• [Problem description]: Each line of the entries that mentions the string "tree" needs to be reported.

Dataset records:
>>>
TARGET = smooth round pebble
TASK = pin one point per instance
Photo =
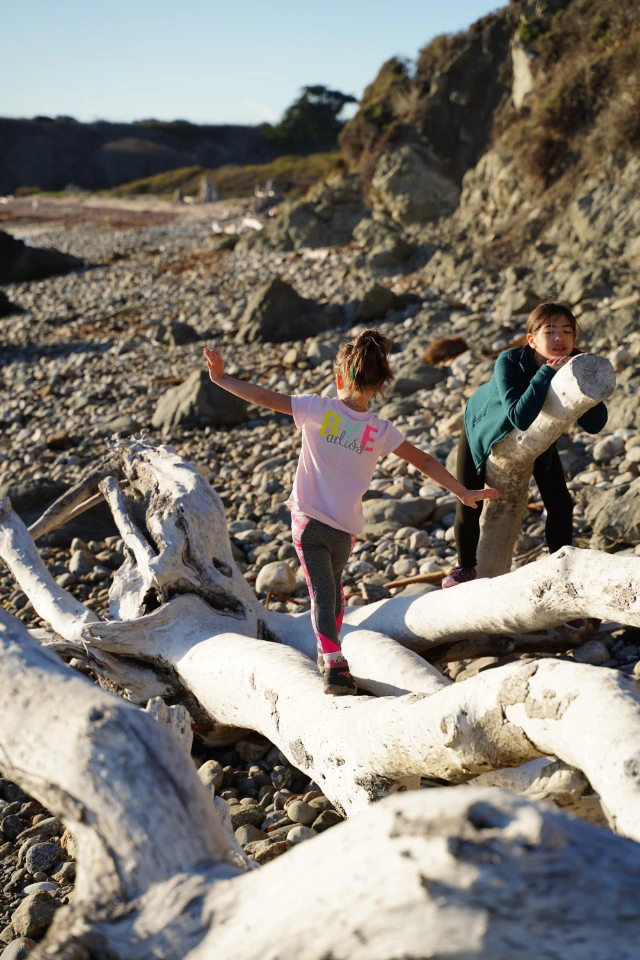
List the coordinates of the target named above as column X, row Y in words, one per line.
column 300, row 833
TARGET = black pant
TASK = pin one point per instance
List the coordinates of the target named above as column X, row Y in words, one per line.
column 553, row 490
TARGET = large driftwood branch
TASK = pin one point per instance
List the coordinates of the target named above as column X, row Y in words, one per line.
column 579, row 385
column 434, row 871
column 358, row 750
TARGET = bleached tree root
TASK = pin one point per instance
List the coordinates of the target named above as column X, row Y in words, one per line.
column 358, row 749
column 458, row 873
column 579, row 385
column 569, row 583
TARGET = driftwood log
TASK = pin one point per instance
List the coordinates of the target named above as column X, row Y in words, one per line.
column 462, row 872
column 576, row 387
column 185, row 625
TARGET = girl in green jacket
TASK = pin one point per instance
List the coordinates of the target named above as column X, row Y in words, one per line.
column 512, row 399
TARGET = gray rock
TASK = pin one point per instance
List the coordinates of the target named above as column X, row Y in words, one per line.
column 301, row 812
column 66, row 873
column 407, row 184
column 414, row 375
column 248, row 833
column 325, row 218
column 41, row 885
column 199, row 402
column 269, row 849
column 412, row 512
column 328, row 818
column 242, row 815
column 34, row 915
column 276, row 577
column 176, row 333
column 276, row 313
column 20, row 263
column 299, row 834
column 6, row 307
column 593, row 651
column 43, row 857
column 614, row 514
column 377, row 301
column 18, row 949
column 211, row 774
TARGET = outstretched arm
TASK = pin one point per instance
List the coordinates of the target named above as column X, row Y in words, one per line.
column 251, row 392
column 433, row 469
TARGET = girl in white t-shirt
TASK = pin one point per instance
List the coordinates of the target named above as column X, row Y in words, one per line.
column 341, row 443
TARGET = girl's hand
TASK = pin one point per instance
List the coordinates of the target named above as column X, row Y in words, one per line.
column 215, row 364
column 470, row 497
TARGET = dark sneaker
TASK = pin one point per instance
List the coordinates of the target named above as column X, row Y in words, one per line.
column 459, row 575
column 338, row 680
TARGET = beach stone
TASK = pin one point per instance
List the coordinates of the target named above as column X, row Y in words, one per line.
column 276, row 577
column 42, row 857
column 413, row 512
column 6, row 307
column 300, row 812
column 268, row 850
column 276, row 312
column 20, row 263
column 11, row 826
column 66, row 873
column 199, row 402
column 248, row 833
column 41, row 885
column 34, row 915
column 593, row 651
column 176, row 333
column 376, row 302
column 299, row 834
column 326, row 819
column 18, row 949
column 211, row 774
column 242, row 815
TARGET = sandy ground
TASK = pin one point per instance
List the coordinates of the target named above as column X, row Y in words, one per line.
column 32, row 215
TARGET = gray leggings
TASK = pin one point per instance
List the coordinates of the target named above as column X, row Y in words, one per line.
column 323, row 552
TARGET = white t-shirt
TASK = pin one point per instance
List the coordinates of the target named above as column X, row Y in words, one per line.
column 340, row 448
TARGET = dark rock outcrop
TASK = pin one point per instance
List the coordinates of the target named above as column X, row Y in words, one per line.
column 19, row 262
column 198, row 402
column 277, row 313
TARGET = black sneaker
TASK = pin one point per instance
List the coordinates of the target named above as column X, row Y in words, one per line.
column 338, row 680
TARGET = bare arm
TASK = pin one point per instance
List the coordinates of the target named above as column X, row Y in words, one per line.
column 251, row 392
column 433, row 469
<<<
>>>
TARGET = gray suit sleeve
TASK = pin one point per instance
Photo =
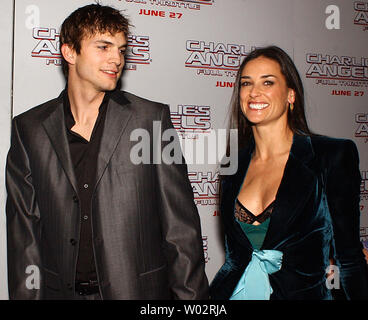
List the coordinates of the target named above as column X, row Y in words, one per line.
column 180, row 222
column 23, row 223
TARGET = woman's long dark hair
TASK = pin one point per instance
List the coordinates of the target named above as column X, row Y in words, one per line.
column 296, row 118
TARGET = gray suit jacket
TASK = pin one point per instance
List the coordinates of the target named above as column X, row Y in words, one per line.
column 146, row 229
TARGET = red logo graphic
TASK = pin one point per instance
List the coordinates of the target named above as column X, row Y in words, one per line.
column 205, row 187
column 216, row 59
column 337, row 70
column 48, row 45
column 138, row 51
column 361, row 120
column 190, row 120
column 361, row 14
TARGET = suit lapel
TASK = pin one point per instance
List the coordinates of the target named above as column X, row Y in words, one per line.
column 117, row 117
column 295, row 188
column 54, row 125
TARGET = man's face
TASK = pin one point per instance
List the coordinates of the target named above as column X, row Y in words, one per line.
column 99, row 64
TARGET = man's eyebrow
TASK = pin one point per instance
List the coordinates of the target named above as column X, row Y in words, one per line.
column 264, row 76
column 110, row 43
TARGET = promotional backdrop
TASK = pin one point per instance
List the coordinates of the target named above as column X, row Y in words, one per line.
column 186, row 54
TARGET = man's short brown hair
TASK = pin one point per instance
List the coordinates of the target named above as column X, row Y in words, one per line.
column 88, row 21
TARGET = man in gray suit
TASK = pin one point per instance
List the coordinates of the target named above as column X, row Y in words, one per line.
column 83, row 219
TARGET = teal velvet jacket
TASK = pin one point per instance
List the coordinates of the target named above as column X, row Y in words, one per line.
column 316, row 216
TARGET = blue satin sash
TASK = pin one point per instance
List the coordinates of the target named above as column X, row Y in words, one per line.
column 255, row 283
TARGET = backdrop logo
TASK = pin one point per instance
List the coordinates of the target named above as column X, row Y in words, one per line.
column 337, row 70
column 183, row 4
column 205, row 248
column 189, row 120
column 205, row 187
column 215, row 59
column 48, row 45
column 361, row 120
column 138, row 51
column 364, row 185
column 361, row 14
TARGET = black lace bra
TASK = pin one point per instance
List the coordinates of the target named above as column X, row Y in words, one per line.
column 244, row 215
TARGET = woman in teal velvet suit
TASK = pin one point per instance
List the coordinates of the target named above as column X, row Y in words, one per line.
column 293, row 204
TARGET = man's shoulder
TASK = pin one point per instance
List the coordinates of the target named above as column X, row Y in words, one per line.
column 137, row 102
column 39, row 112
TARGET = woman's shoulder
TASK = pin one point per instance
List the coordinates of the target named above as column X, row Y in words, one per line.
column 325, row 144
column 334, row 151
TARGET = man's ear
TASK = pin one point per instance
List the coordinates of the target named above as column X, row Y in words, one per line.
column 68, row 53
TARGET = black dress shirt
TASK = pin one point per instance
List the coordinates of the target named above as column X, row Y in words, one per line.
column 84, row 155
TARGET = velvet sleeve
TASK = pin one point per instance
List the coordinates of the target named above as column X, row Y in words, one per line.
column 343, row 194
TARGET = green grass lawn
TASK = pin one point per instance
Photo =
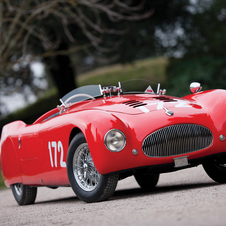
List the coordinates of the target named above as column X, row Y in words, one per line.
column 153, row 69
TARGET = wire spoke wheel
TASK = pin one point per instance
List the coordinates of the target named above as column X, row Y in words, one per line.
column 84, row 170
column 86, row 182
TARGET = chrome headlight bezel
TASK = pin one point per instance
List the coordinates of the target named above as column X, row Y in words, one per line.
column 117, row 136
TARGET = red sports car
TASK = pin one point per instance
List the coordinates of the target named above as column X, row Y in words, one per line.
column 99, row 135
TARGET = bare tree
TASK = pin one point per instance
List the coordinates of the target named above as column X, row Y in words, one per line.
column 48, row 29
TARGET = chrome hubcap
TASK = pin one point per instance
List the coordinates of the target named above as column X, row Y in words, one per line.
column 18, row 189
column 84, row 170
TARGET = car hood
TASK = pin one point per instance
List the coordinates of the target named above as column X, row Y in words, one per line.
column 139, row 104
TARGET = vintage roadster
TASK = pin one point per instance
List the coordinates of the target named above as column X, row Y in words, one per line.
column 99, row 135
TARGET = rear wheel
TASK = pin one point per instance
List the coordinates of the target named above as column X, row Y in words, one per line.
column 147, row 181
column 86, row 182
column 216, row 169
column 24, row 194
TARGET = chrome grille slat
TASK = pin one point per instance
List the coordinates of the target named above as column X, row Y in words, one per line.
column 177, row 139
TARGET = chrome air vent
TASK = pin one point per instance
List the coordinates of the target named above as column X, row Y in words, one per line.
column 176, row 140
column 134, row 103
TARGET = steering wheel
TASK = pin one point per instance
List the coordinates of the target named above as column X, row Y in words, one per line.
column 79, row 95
<<<
• [Result of this task]:
TARGET = bleached tree root
TARGET = bare tree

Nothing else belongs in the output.